- **WORK TO DO**:
Repeat the following listing line for line, without changing anything.
○ ○ ○ ○
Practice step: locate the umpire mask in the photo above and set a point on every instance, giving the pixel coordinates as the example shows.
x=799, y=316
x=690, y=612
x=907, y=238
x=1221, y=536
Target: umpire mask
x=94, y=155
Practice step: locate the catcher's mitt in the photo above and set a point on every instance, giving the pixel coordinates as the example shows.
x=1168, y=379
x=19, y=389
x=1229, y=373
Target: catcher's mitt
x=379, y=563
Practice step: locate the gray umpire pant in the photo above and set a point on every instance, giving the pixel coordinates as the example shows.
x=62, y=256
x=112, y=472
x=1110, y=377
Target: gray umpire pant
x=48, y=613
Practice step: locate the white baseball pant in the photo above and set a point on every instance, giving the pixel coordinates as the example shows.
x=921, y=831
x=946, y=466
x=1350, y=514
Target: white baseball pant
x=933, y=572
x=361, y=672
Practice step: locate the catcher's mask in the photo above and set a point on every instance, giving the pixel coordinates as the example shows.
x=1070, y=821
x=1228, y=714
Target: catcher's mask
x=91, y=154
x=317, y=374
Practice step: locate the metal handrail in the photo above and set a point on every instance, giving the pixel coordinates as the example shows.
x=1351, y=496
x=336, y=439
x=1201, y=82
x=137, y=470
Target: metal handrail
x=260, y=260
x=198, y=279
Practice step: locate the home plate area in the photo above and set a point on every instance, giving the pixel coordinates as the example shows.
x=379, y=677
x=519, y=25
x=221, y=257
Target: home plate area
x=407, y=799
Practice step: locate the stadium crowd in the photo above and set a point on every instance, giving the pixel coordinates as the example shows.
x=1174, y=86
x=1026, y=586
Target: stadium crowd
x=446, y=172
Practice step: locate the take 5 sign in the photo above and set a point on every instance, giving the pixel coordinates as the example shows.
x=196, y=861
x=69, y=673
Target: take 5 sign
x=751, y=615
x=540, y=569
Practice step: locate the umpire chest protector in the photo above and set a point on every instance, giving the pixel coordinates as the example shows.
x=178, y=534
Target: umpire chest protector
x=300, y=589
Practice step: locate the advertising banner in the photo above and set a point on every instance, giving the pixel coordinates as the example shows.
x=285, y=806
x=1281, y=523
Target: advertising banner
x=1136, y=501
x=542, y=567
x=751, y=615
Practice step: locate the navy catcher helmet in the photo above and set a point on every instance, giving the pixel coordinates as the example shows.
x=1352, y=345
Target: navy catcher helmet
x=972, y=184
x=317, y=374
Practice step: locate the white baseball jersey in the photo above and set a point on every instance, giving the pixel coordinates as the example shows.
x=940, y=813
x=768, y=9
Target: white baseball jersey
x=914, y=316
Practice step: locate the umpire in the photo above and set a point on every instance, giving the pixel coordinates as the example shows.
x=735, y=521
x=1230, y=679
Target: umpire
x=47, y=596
○ ○ ○ ○
- **WRITTEN SOLUTION**:
Practice step: locate the umpire mask in the photo above and set a point on every instance, giving the pixel coordinates as the example shows.
x=799, y=316
x=690, y=612
x=907, y=238
x=1221, y=536
Target: umpire mask
x=94, y=155
Practice step: locate the catcher's mitt in the photo above and set a point on every instance, giving the pixel coordinates as the example shows.
x=1168, y=379
x=19, y=389
x=1229, y=373
Target: catcher's mitt
x=379, y=563
Practice step: locate the gray umpire pant in the photo above and set a point on every instance, giving the pixel coordinates as the example shows.
x=62, y=256
x=112, y=472
x=1110, y=377
Target: gray umpire pant
x=48, y=613
Practice step: locate the white baseball pant in the photo above and set a point on every instance, giving the pixel coordinates as the example shows.
x=921, y=831
x=946, y=466
x=1350, y=514
Target: white baseball pant
x=933, y=572
x=361, y=672
Practice step: locate the catcher's mask in the photo above and set a point on every instance, giving the pixel coordinates as the example shows.
x=1070, y=821
x=1228, y=714
Target: catcher's mask
x=91, y=154
x=317, y=374
Practice step: locate the metal handrail in the photo above and set a point on every instance, giving the pixel coordinates as the example shows.
x=1351, y=496
x=336, y=439
x=1201, y=82
x=137, y=470
Target: metal handrail
x=260, y=260
x=198, y=279
Practice step: locate the home plate area in the photo above and set a point on every instance, giving the pixel coordinates as the example shows.
x=379, y=677
x=519, y=25
x=221, y=257
Target: home plate area
x=407, y=799
Practice step: locate the stadium crowd in the photo above and set a point on every instance, giving the pixel coordinates as the example shows.
x=1174, y=86
x=1026, y=586
Target: stadium crowd
x=446, y=172
Practice step: locate the take 5 sign in the photo above and set a point on every instance, giving the pixel coordinates as the example shows.
x=196, y=861
x=69, y=673
Target: take 5 sign
x=751, y=615
x=540, y=569
Practice step: locate the umpire chest protector in the photo above and set a point on every instance, giving the pixel coordinates as the example shows.
x=178, y=534
Target: umpire chest protector
x=300, y=589
Practice step: locate the advertising banner in the photo above and set a point on every instance, giving the pixel coordinates as the example shows.
x=285, y=806
x=1281, y=523
Target: advertising banner
x=1136, y=501
x=542, y=567
x=751, y=615
Practice step: locate the navy catcher helmet in the photo above and set a point on every instance, giving the pixel coordinates as the example shows.
x=1352, y=345
Target: navy catcher helmet
x=972, y=184
x=317, y=374
Practice step: locate the white baseball jersey in the photo above and set a point on every instance, giving the pixel coordinates as the example shows.
x=940, y=813
x=768, y=9
Target: white baseball jersey
x=914, y=316
Practice step: locate the umpire in the photo above and set a point on every instance, giving the pixel coordinates as the example shows.
x=735, y=521
x=1230, y=679
Target: umpire
x=47, y=596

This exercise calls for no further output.